PROBLEM STATEMENT – The entries below are to be written out again without alteration.

EXCERPTED DATA –
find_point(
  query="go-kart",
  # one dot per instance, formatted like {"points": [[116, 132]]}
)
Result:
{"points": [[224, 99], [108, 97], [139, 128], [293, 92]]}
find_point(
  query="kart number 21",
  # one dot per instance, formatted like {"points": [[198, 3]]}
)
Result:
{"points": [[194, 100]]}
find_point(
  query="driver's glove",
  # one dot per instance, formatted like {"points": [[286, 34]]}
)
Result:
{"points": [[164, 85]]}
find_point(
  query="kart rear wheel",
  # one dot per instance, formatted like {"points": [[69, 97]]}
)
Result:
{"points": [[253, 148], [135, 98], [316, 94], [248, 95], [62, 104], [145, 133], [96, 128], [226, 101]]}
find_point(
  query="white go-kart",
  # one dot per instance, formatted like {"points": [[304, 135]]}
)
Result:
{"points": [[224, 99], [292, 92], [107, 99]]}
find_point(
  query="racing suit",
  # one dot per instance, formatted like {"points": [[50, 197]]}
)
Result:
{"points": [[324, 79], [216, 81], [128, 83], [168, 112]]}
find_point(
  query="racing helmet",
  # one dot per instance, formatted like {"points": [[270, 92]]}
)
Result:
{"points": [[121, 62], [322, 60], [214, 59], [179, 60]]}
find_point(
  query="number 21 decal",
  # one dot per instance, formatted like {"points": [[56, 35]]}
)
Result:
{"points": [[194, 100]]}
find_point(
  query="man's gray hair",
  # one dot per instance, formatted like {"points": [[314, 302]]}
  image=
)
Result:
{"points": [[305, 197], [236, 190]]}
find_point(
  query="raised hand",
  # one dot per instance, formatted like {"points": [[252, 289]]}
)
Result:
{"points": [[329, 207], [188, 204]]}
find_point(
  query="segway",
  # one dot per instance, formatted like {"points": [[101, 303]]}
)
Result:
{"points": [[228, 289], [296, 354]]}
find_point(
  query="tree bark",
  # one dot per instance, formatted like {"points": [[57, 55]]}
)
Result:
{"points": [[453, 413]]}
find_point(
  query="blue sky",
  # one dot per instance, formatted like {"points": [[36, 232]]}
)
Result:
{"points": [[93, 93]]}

SOLUTION TO THIS TASK –
find_point(
  query="go-kart",
  # one dot per instance, formatted like {"points": [[116, 132]]}
)
Result:
{"points": [[224, 99], [108, 97], [139, 128], [293, 92]]}
find_point(
  query="kart number 21",
  # one dot per instance, formatted like {"points": [[198, 3]]}
)
Result:
{"points": [[194, 100]]}
find_point(
  query="driver's glove",
  # one dot per instance, formatted like {"points": [[286, 34]]}
)
Result:
{"points": [[164, 85]]}
find_point(
  query="kart rear wheel",
  # one dot per instance, formatted like {"points": [[69, 97]]}
)
Result:
{"points": [[253, 148], [135, 98], [316, 94], [248, 95], [62, 104], [145, 133], [96, 128], [226, 101]]}
find_point(
  query="white go-kart",
  # one dot per instance, formatted like {"points": [[304, 135]]}
)
Result:
{"points": [[224, 99], [292, 92], [107, 99]]}
find_point(
  query="racing suit",
  # one dot per instance, formatted like {"points": [[50, 197]]}
)
Result:
{"points": [[324, 79], [216, 81], [128, 83], [168, 112]]}
find_point(
  query="racing helmet",
  # one dot per instance, formatted like {"points": [[270, 92]]}
)
Result:
{"points": [[121, 62], [322, 60], [214, 59], [179, 60]]}
find_point(
  query="number 21 decal",
  # one dot per instance, formatted like {"points": [[56, 35]]}
)
Result:
{"points": [[194, 100]]}
find_point(
  query="man's gray hair",
  # one dot per instance, formatted like {"points": [[314, 302]]}
  image=
)
Result:
{"points": [[305, 197], [236, 190]]}
find_point(
  query="raised hand",
  # one dot per instance, formatted like {"points": [[252, 289]]}
)
Result:
{"points": [[329, 207], [188, 204]]}
find_point(
  query="segway",
  # one dot per instance, formatted like {"points": [[101, 303]]}
)
Result:
{"points": [[228, 289], [296, 354]]}
find_point(
  query="tree bark",
  # one dot per instance, formatted like {"points": [[57, 55]]}
)
Result:
{"points": [[453, 413]]}
find_point(
  query="blue sky",
  # one dot per instance, formatted like {"points": [[36, 232]]}
)
Result:
{"points": [[93, 93]]}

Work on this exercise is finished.